-- What to work on --
Word for word, transcribe all the entries shown below.
[Excerpted records — start]
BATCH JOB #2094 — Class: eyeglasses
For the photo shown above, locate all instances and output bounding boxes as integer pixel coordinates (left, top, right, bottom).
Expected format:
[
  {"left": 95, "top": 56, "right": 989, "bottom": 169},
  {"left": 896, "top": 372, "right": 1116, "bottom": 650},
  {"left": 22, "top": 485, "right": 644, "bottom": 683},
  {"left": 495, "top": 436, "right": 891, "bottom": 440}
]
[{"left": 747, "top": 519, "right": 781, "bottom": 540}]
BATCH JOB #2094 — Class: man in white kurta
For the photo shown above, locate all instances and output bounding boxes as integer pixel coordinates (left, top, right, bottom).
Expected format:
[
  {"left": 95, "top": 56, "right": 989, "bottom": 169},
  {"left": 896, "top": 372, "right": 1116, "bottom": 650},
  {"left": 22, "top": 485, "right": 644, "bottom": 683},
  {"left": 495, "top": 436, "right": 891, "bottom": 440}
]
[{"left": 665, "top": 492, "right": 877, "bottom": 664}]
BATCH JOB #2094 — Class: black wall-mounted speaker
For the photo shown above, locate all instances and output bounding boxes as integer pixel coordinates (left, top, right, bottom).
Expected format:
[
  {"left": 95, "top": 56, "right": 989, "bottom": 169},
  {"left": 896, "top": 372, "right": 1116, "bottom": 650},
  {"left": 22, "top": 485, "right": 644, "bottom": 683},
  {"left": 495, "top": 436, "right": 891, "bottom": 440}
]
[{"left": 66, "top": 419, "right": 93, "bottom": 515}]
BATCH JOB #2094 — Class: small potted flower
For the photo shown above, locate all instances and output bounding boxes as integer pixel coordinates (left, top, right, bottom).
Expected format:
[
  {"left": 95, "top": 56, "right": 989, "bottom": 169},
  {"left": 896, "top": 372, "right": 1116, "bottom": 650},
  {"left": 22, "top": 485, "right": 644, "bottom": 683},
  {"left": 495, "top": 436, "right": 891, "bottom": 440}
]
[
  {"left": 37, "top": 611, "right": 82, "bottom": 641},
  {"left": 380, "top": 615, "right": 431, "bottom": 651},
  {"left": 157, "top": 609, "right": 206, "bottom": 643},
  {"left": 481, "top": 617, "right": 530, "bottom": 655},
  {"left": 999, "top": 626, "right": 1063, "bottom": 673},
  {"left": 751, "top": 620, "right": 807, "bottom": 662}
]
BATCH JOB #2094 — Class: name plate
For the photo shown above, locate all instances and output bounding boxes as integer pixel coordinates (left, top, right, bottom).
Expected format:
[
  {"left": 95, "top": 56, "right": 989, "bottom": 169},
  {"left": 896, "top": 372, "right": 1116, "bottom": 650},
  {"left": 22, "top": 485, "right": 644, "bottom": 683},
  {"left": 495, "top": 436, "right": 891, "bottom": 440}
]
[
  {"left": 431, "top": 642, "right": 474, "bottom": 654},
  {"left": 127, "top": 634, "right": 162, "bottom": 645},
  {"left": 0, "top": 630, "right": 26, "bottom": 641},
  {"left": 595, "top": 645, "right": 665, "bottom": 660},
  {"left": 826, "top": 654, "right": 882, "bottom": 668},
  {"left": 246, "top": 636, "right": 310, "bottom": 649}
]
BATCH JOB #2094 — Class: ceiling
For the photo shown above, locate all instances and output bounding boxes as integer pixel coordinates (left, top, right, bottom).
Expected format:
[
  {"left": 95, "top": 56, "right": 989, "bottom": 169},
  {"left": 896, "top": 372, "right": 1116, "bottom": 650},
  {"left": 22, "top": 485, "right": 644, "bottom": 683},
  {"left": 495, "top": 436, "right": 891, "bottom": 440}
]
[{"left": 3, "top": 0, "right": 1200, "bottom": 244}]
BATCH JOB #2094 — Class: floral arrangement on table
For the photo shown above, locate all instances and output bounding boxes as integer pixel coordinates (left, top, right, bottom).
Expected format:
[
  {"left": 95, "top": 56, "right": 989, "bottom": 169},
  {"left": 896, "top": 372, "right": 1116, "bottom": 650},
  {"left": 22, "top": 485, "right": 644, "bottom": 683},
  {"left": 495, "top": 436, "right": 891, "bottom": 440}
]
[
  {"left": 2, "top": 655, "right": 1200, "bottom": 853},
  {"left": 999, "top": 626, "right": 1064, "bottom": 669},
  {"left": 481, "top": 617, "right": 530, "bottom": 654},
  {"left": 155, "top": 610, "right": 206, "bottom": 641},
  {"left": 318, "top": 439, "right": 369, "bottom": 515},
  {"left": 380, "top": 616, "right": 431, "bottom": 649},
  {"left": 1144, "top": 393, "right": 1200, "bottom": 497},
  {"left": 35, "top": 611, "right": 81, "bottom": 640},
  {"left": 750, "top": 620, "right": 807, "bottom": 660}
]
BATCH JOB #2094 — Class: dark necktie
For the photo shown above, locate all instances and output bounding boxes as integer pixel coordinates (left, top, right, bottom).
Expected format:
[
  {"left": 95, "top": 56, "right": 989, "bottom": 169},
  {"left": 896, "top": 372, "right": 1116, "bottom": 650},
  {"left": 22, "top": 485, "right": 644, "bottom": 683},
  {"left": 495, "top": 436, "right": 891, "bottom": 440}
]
[Excerpted records — finish]
-- Solution for this problem --
BATCH JOB #2094 — Class: eyeglasses
For the photo shown above, locate all instances and output bounding boxes as integer pixel coordinates (left, top, right, bottom).
Expected format:
[
  {"left": 95, "top": 56, "right": 989, "bottom": 169},
  {"left": 896, "top": 372, "right": 1116, "bottom": 650},
  {"left": 22, "top": 485, "right": 644, "bottom": 683},
  {"left": 495, "top": 436, "right": 891, "bottom": 440}
]
[{"left": 747, "top": 519, "right": 781, "bottom": 540}]
BATCH JOB #2094 — Class: man in white kurta
For the photo shown above, locate all instances and output bounding boxes as integer pixel coordinates (left, top, right, bottom).
Expected format:
[
  {"left": 95, "top": 56, "right": 989, "bottom": 169},
  {"left": 896, "top": 372, "right": 1116, "bottom": 650},
  {"left": 22, "top": 485, "right": 644, "bottom": 683},
  {"left": 495, "top": 436, "right": 891, "bottom": 440}
]
[{"left": 665, "top": 492, "right": 877, "bottom": 664}]
BATCH JOB #2094 — Class: black wall-mounted speaker
For the photo shown above, locate all instances and output bounding boxes as integer pixel coordinates (left, top, right, bottom).
Expected format:
[
  {"left": 95, "top": 56, "right": 989, "bottom": 169},
  {"left": 896, "top": 372, "right": 1116, "bottom": 650},
  {"left": 22, "top": 485, "right": 644, "bottom": 683},
  {"left": 495, "top": 436, "right": 891, "bottom": 440}
]
[{"left": 66, "top": 419, "right": 93, "bottom": 515}]
BATCH JOB #2094 — Class: small potted flower
For the photo shown above, locate all instances and output bounding boxes as integer pixel coordinates (left, top, right, bottom).
Expected format:
[
  {"left": 95, "top": 56, "right": 989, "bottom": 169},
  {"left": 896, "top": 372, "right": 1116, "bottom": 650},
  {"left": 22, "top": 485, "right": 644, "bottom": 683},
  {"left": 495, "top": 436, "right": 891, "bottom": 440}
]
[
  {"left": 37, "top": 611, "right": 82, "bottom": 641},
  {"left": 380, "top": 615, "right": 431, "bottom": 651},
  {"left": 157, "top": 609, "right": 206, "bottom": 643},
  {"left": 481, "top": 617, "right": 530, "bottom": 655},
  {"left": 999, "top": 626, "right": 1063, "bottom": 673},
  {"left": 751, "top": 620, "right": 807, "bottom": 662}
]
BATCH JOB #2094 — Class: name plate
For the photo shown above, locate all instances and output bounding boxes as integer pixel coordinates (left, top, right, bottom).
Expected format:
[
  {"left": 95, "top": 56, "right": 989, "bottom": 169},
  {"left": 896, "top": 372, "right": 1116, "bottom": 650},
  {"left": 22, "top": 485, "right": 644, "bottom": 683},
  {"left": 495, "top": 436, "right": 891, "bottom": 440}
]
[
  {"left": 431, "top": 642, "right": 474, "bottom": 654},
  {"left": 127, "top": 634, "right": 162, "bottom": 645},
  {"left": 0, "top": 630, "right": 26, "bottom": 641},
  {"left": 595, "top": 645, "right": 665, "bottom": 660},
  {"left": 826, "top": 654, "right": 882, "bottom": 668},
  {"left": 246, "top": 636, "right": 310, "bottom": 649}
]
BATCH JOB #2094 — Class: ceiling
For the photo shown above, locate all instances and output bounding boxes as integer pixel coordinates (left, top, right, bottom).
Expected format:
[
  {"left": 95, "top": 56, "right": 989, "bottom": 169},
  {"left": 896, "top": 372, "right": 1116, "bottom": 650},
  {"left": 22, "top": 485, "right": 644, "bottom": 683},
  {"left": 495, "top": 436, "right": 891, "bottom": 440}
]
[{"left": 3, "top": 0, "right": 1200, "bottom": 244}]
BATCH JOB #2094 — Class: floral arrangement on table
For the photo shown above, locate all instances and output bounding boxes as integer pixel coordinates (left, top, right, bottom).
Expected format:
[
  {"left": 95, "top": 56, "right": 989, "bottom": 169},
  {"left": 896, "top": 372, "right": 1116, "bottom": 650},
  {"left": 22, "top": 485, "right": 644, "bottom": 683},
  {"left": 495, "top": 436, "right": 891, "bottom": 440}
]
[
  {"left": 2, "top": 655, "right": 1200, "bottom": 853},
  {"left": 999, "top": 626, "right": 1064, "bottom": 669},
  {"left": 481, "top": 617, "right": 530, "bottom": 654},
  {"left": 155, "top": 610, "right": 206, "bottom": 641},
  {"left": 318, "top": 439, "right": 369, "bottom": 515},
  {"left": 380, "top": 616, "right": 431, "bottom": 649},
  {"left": 1144, "top": 393, "right": 1200, "bottom": 497},
  {"left": 35, "top": 611, "right": 81, "bottom": 640},
  {"left": 750, "top": 620, "right": 807, "bottom": 660}
]
BATCH JOB #2094 — Class: dark necktie
For the photo shown above, locate all instances and output bounding boxes as integer pixel coordinates (left, top, right, bottom).
Expected format:
[
  {"left": 95, "top": 56, "right": 989, "bottom": 169},
  {"left": 896, "top": 372, "right": 1116, "bottom": 650},
  {"left": 22, "top": 485, "right": 644, "bottom": 683},
  {"left": 495, "top": 436, "right": 891, "bottom": 440}
]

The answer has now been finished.